→ Short exercise
Update the records by changing every "utility pole" to "telephone pole" and leaving everything else unchanged. Write the lines out again without the pictures.

→ Dataset records
# # #
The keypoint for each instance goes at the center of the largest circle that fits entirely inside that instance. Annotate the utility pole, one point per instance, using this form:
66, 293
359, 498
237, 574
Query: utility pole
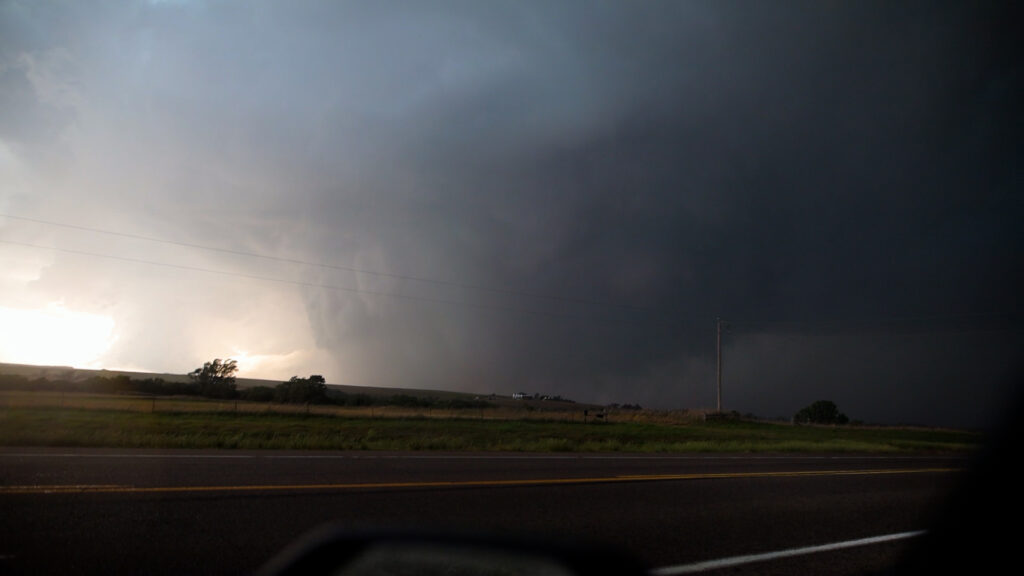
718, 344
# # #
→ Solved problem
The keypoint for each instance goes at the center of the largest circle that fits entirely inside that instance. Annotate the telephone pole, one point per instance, using this form:
66, 293
359, 498
237, 574
Query: telephone pole
718, 344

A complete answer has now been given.